▸ **WHAT TO DO**:
Please print the part of the passage on postponing the election from "However, some congressmen" to "by the constitution.", word for word.

▸ **EXERCISE TEXT**:
However, some congressmen and government officials have suggested postponing the election due to the COVID-19 pandemic in the Philippines. Sherriff Abas, the chairman of the commission, said that it has not entered their minds, that the terms are fixed, adding that they are planning on having the vote done on two days. Postponement would only be possible if Congress passes a law permitting such, and if it is approved by the people in a plebiscite. The commission has no part in scheduling the election outside from what is mandated by the constitution.

A group called Coalition for Life and Democracy petitioned the commission to postpone the elections due to ongoing pandemic. The group conceded that only Congress can postpone the election, and that their petition contained different dates to hold the election: the body of the petition called for it to be rescheduled to May 2023. but the prayer in it called for it to be held in May 2025. Another petition that would affect the election's date was filed on December 31 by the Cusi wing of the PDP–Laban. Their petition aimed to re-open the filling of candidacies, and to suspend the printing of ballots. The commission tackled both petitions, and announced that both were unanimously dismissed on January 12.

▸ **GIVEN INFORMATION**:
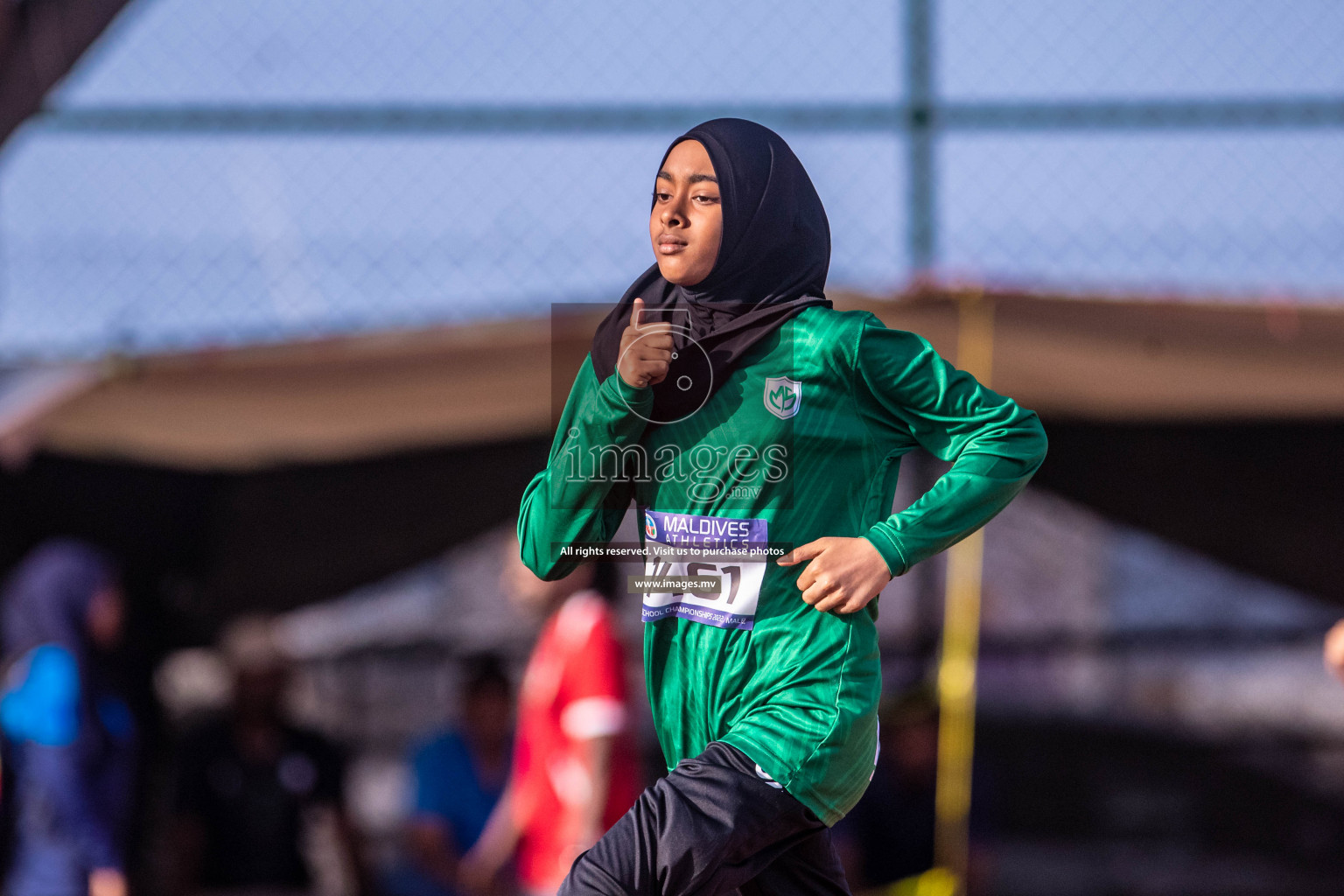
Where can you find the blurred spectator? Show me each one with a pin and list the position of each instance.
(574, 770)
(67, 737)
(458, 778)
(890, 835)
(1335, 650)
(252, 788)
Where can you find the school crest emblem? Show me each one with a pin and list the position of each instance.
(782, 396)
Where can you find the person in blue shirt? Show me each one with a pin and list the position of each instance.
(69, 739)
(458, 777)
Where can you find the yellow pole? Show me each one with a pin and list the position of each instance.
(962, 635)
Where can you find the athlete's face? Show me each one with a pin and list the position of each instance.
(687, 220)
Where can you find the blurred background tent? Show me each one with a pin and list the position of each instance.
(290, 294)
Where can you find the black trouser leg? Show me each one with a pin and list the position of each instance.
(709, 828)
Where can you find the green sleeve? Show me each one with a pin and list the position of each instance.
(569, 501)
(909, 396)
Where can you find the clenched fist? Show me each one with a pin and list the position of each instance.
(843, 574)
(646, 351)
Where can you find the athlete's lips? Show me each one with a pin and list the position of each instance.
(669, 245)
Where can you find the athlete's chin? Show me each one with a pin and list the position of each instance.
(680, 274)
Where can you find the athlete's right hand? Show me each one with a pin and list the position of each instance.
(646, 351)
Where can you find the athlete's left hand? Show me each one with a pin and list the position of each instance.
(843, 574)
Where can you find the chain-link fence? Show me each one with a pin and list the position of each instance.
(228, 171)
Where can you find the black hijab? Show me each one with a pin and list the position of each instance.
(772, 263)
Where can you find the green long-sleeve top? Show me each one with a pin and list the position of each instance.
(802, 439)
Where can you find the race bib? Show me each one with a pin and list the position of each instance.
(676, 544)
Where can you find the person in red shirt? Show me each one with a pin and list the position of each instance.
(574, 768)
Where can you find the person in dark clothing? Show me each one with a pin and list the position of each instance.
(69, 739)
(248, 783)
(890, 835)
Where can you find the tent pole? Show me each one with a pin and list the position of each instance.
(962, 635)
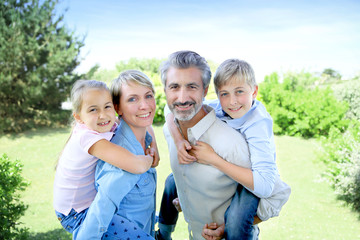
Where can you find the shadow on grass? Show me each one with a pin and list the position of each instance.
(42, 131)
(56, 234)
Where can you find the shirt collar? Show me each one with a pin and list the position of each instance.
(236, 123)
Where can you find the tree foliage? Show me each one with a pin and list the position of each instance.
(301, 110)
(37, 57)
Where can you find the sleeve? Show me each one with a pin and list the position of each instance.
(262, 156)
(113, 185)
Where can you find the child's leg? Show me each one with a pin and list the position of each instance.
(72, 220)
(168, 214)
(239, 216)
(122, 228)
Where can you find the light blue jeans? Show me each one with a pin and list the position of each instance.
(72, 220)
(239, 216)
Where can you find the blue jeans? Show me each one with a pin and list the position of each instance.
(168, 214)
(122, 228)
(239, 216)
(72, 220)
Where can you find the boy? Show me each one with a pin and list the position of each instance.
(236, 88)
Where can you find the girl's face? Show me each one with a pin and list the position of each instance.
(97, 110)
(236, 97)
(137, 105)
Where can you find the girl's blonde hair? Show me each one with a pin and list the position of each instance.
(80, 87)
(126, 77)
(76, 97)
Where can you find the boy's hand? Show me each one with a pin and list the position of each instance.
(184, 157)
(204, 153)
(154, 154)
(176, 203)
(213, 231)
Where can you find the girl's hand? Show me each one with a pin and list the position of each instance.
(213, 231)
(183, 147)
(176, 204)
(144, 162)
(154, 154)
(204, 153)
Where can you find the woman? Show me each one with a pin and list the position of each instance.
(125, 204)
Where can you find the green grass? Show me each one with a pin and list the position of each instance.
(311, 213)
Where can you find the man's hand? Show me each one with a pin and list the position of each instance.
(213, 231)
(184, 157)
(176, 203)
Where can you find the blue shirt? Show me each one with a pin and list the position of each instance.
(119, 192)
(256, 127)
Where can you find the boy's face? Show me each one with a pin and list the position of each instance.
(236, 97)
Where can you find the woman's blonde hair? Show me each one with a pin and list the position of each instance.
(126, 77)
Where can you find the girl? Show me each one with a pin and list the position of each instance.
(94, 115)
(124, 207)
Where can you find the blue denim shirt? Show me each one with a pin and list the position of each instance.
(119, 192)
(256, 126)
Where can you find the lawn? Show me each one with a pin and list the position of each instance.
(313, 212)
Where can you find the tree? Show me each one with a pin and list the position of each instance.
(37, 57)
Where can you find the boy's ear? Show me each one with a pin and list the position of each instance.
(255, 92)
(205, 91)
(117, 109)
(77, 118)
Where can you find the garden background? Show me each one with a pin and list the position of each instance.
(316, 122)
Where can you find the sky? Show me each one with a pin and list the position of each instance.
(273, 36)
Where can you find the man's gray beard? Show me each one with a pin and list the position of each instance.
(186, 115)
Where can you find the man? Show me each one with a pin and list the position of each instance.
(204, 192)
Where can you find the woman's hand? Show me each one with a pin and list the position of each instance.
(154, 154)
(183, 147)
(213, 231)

▸ **OUTPUT OF THE TASK**:
However, some congressmen and government officials have suggested postponing the election due to the COVID-19 pandemic in the Philippines. Sherriff Abas, the chairman of the commission, said that it has not entered their minds, that the terms are fixed, adding that they are planning on having the vote done on two days. Postponement would only be possible if Congress passes a law permitting such, and if it is approved by the people in a plebiscite. The commission has no part in scheduling the election outside from what is mandated by the constitution.